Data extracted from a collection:
>>>>

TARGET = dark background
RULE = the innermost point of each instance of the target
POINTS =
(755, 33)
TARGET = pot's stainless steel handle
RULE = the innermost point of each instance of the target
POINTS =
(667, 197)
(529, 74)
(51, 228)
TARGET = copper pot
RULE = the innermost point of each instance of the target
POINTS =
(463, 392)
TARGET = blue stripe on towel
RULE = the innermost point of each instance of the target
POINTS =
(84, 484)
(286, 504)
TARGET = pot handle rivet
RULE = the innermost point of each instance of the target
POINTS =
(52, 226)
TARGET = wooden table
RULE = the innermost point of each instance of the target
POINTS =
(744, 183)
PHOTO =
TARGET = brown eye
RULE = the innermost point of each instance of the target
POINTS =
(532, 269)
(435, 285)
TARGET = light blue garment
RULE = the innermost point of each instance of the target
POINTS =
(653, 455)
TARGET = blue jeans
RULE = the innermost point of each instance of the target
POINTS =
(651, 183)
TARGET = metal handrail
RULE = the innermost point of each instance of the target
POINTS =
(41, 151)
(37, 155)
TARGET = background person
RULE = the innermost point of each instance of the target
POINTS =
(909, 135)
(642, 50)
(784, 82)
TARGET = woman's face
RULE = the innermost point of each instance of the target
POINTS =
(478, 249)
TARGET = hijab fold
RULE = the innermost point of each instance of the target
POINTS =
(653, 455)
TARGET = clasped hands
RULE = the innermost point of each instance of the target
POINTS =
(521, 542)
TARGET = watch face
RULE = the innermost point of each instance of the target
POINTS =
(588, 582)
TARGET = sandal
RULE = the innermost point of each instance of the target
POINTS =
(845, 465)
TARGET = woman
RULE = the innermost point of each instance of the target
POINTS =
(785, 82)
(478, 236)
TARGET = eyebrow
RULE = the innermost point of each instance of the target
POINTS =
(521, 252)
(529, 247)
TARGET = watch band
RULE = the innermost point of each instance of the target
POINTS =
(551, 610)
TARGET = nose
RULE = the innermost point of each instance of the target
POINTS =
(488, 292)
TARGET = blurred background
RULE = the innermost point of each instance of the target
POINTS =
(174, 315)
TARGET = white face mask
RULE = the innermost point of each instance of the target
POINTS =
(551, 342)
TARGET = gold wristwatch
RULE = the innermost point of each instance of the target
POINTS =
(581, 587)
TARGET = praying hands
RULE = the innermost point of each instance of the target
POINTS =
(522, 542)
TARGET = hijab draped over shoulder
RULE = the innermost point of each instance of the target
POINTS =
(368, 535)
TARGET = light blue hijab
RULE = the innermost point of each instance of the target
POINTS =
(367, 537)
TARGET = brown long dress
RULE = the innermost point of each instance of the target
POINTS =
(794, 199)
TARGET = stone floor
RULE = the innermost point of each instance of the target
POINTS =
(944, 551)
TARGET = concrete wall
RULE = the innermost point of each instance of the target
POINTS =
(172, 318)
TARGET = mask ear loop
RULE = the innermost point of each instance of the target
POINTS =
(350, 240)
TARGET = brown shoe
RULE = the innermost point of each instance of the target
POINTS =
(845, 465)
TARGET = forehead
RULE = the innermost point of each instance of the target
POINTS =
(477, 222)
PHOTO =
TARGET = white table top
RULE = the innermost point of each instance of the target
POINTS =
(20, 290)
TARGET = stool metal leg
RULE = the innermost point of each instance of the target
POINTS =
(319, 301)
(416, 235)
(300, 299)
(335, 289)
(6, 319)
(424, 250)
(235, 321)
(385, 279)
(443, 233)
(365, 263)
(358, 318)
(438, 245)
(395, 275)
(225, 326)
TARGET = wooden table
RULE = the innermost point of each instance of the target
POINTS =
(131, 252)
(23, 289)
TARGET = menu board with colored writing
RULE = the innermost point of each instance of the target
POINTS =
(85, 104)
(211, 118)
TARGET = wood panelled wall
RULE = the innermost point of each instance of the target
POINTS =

<<<<

YOUR OBJECTIVE:
Rescale the records from the line with "TARGET = brown long dress" up to and including the last line of the records, and give those lines again with every request kept. Multiply each coordinate in the answers by 0.6 and round it to a whole number, rounding halves up.

PROBLEM SOLUTION:
TARGET = brown long dress
RULE = the innermost point of each instance of the target
POINTS =
(476, 119)
TARGET = stone floor
RULE = the innermost point of each instance of the target
POINTS =
(566, 331)
TARGET = concrete wall
RULE = the innermost point of each instance of the target
POINTS =
(103, 191)
TARGET = mask ear loop
RULE = the innermost point of each instance of the target
POINTS =
(210, 144)
TARGET = brown shoe
RULE = the innermost point of each instance of the target
POINTS =
(507, 279)
TARGET = forehead
RULE = the innermost point of each instance of the target
POINTS =
(286, 133)
PHOTO =
TARGET = white table top
RULE = the innermost point of each instance of the target
POINTS =
(12, 174)
TARGET = stool metal leg
RULE = the innermost point of each instance of the target
POINTS =
(191, 181)
(250, 141)
(180, 179)
(201, 173)
(4, 191)
(254, 150)
(141, 193)
(231, 167)
(266, 140)
(219, 158)
(215, 191)
(263, 147)
(237, 165)
(135, 196)
TARGET = wooden table
RULE = the innermost point of each instance of the target
POINTS =
(79, 151)
(14, 173)
TARGET = menu board with colored writing
RULE = the innermost point of each instance of the target
POINTS =
(51, 62)
(127, 71)
TARGET = wood panelled wall
RULE = the innermost point of each instance of the target
POINTS =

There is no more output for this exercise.